> [Required work]
Set down, exactly as written, every line from the top of the records below to the line containing "228L122 229L112 262L80", both ends included, and no others.

Segment Start: Study material

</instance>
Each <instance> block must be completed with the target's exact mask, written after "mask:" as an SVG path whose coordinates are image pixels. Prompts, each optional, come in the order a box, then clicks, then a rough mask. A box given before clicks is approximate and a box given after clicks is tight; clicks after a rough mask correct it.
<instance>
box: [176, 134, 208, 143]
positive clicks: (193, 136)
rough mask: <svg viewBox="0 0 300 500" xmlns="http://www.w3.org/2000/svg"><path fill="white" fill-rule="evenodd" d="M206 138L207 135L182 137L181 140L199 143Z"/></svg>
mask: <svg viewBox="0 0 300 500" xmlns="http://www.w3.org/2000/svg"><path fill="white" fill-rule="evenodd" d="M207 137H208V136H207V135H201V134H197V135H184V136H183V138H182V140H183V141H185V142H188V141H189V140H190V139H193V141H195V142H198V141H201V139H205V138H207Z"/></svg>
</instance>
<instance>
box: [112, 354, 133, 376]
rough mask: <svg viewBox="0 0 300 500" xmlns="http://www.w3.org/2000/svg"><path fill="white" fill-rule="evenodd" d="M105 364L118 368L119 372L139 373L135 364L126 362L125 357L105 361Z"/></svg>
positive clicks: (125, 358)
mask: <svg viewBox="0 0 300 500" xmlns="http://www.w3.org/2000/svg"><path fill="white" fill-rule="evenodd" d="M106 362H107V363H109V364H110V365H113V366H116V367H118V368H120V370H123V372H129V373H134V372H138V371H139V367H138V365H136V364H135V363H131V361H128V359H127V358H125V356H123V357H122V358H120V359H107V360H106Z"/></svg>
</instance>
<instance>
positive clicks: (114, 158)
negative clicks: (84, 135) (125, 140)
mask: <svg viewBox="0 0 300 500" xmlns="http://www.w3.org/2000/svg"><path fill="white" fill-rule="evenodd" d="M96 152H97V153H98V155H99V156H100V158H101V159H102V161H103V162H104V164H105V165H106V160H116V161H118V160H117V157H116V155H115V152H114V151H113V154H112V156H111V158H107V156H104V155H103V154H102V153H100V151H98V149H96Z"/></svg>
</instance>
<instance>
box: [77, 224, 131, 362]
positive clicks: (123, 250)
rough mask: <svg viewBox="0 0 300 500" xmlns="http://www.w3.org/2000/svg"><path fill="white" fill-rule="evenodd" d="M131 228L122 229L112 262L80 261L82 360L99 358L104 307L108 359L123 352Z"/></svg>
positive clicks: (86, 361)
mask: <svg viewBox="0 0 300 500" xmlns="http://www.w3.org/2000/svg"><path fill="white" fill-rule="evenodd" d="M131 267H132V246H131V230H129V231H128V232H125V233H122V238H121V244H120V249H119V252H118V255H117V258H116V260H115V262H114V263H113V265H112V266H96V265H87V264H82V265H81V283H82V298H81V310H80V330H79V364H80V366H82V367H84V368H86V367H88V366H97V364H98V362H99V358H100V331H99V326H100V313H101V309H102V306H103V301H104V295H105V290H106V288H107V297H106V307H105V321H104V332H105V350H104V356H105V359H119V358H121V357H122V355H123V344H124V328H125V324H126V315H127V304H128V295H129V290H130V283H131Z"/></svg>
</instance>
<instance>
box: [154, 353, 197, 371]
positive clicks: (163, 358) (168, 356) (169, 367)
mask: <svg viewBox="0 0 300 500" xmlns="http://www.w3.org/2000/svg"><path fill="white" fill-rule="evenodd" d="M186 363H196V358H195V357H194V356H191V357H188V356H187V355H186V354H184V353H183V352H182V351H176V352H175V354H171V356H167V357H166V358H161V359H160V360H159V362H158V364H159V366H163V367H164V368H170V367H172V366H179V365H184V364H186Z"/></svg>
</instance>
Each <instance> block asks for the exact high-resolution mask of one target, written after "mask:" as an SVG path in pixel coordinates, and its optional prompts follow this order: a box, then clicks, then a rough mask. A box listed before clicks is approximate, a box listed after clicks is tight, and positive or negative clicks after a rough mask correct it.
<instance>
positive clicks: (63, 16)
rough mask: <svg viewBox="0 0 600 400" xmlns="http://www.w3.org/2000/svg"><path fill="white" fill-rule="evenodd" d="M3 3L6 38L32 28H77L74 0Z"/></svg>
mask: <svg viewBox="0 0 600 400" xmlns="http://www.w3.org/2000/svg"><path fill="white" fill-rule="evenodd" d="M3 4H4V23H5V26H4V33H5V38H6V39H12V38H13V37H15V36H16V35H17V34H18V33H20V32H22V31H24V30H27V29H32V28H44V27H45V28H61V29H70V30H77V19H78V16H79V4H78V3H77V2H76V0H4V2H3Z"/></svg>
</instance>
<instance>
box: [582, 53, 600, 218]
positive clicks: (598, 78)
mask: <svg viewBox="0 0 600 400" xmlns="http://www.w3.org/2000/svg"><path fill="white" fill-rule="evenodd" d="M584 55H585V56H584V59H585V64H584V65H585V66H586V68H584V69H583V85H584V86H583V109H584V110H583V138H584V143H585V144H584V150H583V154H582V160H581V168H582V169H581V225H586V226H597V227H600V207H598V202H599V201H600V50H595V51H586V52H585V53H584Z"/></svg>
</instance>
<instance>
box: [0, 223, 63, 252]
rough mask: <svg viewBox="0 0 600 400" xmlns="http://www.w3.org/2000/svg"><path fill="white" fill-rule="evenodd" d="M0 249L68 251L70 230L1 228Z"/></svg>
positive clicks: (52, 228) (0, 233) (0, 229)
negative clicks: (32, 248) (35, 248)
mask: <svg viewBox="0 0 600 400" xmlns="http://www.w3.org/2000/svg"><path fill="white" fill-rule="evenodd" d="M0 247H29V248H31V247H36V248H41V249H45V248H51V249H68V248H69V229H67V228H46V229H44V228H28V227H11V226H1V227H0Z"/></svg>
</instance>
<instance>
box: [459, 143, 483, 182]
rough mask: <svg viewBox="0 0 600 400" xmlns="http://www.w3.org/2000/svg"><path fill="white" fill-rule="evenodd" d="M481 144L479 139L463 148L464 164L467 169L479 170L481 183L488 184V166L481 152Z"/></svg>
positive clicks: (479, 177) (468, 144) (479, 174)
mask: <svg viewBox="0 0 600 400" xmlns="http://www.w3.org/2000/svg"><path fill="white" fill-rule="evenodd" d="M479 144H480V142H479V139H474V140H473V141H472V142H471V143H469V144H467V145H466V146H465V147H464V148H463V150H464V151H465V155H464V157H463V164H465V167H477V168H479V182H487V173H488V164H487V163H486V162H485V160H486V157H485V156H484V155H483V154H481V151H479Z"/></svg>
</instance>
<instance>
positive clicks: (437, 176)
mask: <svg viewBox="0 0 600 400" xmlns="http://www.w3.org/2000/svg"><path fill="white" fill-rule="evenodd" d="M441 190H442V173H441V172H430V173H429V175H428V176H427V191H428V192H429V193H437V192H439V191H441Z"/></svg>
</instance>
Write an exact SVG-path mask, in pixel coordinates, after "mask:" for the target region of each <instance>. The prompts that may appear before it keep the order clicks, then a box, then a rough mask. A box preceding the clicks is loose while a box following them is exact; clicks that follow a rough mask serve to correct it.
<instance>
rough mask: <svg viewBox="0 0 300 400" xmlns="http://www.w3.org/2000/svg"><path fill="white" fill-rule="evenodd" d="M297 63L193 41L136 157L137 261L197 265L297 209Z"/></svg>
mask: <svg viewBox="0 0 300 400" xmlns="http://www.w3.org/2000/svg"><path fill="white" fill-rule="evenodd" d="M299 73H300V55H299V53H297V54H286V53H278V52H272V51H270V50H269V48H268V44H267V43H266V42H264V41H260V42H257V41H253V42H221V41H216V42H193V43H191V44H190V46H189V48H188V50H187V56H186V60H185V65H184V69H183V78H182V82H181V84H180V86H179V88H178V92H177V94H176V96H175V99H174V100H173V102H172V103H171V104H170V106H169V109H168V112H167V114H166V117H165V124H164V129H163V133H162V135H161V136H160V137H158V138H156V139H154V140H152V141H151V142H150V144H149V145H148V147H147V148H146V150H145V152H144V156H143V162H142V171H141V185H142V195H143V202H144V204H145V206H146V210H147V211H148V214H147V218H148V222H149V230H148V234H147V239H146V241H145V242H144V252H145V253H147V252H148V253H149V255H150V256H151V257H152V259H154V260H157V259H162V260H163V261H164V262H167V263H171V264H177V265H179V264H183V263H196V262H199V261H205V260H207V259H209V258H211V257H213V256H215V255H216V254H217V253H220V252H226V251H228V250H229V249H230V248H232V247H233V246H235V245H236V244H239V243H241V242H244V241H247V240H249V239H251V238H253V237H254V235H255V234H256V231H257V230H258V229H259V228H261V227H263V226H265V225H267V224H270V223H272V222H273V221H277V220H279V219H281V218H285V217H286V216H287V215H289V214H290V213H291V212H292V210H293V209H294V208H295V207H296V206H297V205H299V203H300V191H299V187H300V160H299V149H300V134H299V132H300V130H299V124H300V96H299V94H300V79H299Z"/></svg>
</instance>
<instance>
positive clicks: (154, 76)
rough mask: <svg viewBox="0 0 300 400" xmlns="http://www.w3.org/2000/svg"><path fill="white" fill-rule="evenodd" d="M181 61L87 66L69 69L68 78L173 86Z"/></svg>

Segment End: Study material

> [Solution to this task]
</instance>
Each <instance> block must be completed with the target's exact mask, written after "mask:" as an SVG path whose coordinates are image pixels. Prompts, each optional, come in the order a box, then clicks, then a rough mask. A box given before clicks is approximate and a box given after clicks is tight; clicks after a rough mask correct it.
<instance>
box: [176, 134, 208, 143]
positive clicks: (193, 136)
rough mask: <svg viewBox="0 0 300 500" xmlns="http://www.w3.org/2000/svg"><path fill="white" fill-rule="evenodd" d="M206 138L207 135L182 137L181 140L199 143Z"/></svg>
mask: <svg viewBox="0 0 300 500" xmlns="http://www.w3.org/2000/svg"><path fill="white" fill-rule="evenodd" d="M207 137H208V136H207V135H201V134H197V135H184V136H183V138H182V140H183V141H185V142H188V141H189V140H190V139H193V141H195V142H198V141H201V139H205V138H207Z"/></svg>
</instance>
<instance>
box: [112, 354, 133, 376]
rough mask: <svg viewBox="0 0 300 500" xmlns="http://www.w3.org/2000/svg"><path fill="white" fill-rule="evenodd" d="M105 364L118 368L119 372L139 373L135 364L126 362L125 357L105 361Z"/></svg>
positive clicks: (125, 358)
mask: <svg viewBox="0 0 300 500" xmlns="http://www.w3.org/2000/svg"><path fill="white" fill-rule="evenodd" d="M106 362H107V363H109V364H110V365H113V366H116V367H118V368H120V370H123V372H129V373H134V372H138V371H139V367H138V365H136V364H135V363H131V361H128V359H127V358H125V356H123V357H122V358H120V359H107V360H106Z"/></svg>
</instance>
<instance>
positive clicks: (114, 158)
negative clicks: (84, 135) (125, 140)
mask: <svg viewBox="0 0 300 500" xmlns="http://www.w3.org/2000/svg"><path fill="white" fill-rule="evenodd" d="M96 152H97V153H98V155H99V156H100V158H101V159H102V161H103V162H104V164H105V165H106V160H116V161H118V160H117V157H116V155H115V152H114V151H113V154H112V156H111V158H107V156H104V155H103V154H102V153H100V151H98V149H96Z"/></svg>
</instance>
<instance>
box: [77, 224, 131, 362]
positive clicks: (123, 250)
rough mask: <svg viewBox="0 0 300 500" xmlns="http://www.w3.org/2000/svg"><path fill="white" fill-rule="evenodd" d="M131 228L122 229L112 262L80 261L82 360L99 358L104 307L108 359L123 352Z"/></svg>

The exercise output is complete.